BRANO FORNITO:
▬▬▬▬▬▬▬▬▬▬
La scienza a cura dei giovani

Il progetto EEE (Extreme Energy Events) – La Scienza nelle scuole: i giovani e i raggi cosmici
Il progetto EEE, ideato dal Prof. Antonino Zichichi, è un progetto strategico del “Museo Storico della Fisica e Centro Studi e Ricerche Enrico Fermi” di Roma, in collaborazione con il CERN, l’INFN e il MIUR.
Con Daniele De Gruttola, ricercatore del Centro Fermi, parliamo del progetto EEE sui raggi cosmici e dell’interdisciplinarità della fisica delle particelle.

Daniele De Gruttola
Oltre, infatti, alla pura ricerca, che appaga il desiderio di conoscenza di ricercatori e studiosi in genere, la fisica delle particelle ha, da sempre, applicazioni in vari campi a partire dalla medicina, alla sicurezza, all’archeologia, alla meteorologia e alla vulcanologia.
In particolare, cerchiamo oggi di capire cosa sono i raggi cosmici, chi li ha studiati e perché, cosa si studia attualmente, cosa è un rivelatore di raggi cosmici.
Una caratteristica del progetto EEE, che lo rende una vera e propria sfida, è l’aspetto didattico e divulgativo, che accompagna la classica attività di ricerca; infatti EEE è, in tutte le sue fasi, condotto non solo da ricercatori ma anche da studenti e professori di un centinaio di istituti superiori italiani.
I raggi cosmici sono particelle prodotte ed accelerate in eventi cosmici come esplosioni di stelle o buchi neri o pulsar che viaggiano nello spazio per milioni di anni arrivando poi sulla terra. Circa il 90% dei raggi cosmici sono protoni poi ci sono nuclei di atomi relativamente leggeri, dall’idrogeno fino al ferro. Studiarli quando arrivano sulla terra permette di rispondere alle domande degli studiosi sulla loro origine e sui meccanismi che permettono di accelerarli e farli arrivare sino a noi.
I raggi cosmici che arrivano sulla Terra vengono chiamati primari e possono avere energie che partono da migliaia o miliardi di elettronvolt ( l’energia che acquisisce un elettrone sottoposto ad una differenza di potenziale di 1 Volt) fino a energie estreme di circa 1020 elettronvolt. I primari interagiscono con l’atmosfera terrestre e questa collisione crea una “pioggia” di particelle secondarie, chiamato sciame, che può essere più o meno esteso in base all’energia del primario. Dalla rivelazione di questi sciami, si cerca di risalire alle caratteristiche del raggio primario, alla sua energia, alla sua direzione, alla sua composizione. Alcune di queste collisioni avvengono ad energie molto più elevate rispetto a quelle raggiungibili con i moderni acceleratori di particelle e rappresentano una parte molto interessante dello spettro energetico dei raggi cosmici da studiare.
▬▬▬▬▬▬▬▬▬▬
INFORMAZIONI ESTRATTE:
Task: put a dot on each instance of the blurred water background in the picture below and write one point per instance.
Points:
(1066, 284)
▬▬▬▬▬▬▬▬▬▬
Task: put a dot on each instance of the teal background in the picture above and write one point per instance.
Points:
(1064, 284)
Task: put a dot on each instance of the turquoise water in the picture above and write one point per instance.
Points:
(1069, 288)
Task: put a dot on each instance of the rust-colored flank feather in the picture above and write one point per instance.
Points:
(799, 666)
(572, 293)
▬▬▬▬▬▬▬▬▬▬
PARTI DELL'ESERCIZIO:
• A. Per favore, trascrivi alla lettera la parte del brano sul progetto EEE che si apre con le parole contenenti "La scienza a" e si chiude con "l’INFN e il MIUR.".
• B. Indica se ciascuna affermazione concorda con il brano sul progetto EEE, rispondendo sì o no e citando testualmente le parole decisive: (i) il progetto EEE è stato ideato dal Prof. Antonino Zichichi; (ii) circa il 90% dei raggi cosmici sono elettroni; (iii) il progetto EEE è condotto soltanto da ricercatori.
• C. Elenca tutti i campi di applicazione della fisica delle particelle nominati nel brano sul progetto EEE.
Le righe non hanno alcun ruolo in questo lavoro.

SOLUZIONI:
• A.
La scienza a cura dei giovani

Il progetto EEE (Extreme Energy Events) – La Scienza nelle scuole: i giovani e i raggi cosmici
Il progetto EEE, ideato dal Prof. Antonino Zichichi, è un progetto strategico del “Museo Storico della Fisica e Centro Studi e Ricerche Enrico Fermi” di Roma, in collaborazione con il CERN, l’INFN e il MIUR.

• B.
(i) Sì: «Il progetto EEE, ideato dal Prof. Antonino Zichichi»
(ii) No: «Circa il 90% dei raggi cosmici sono protoni»
(iii) No: «condotto non solo da ricercatori ma anche da studenti e professori di un centinaio di istituti superiori italiani»

• C. medicina, sicurezza, archeologia, meteorologia, vulcanologia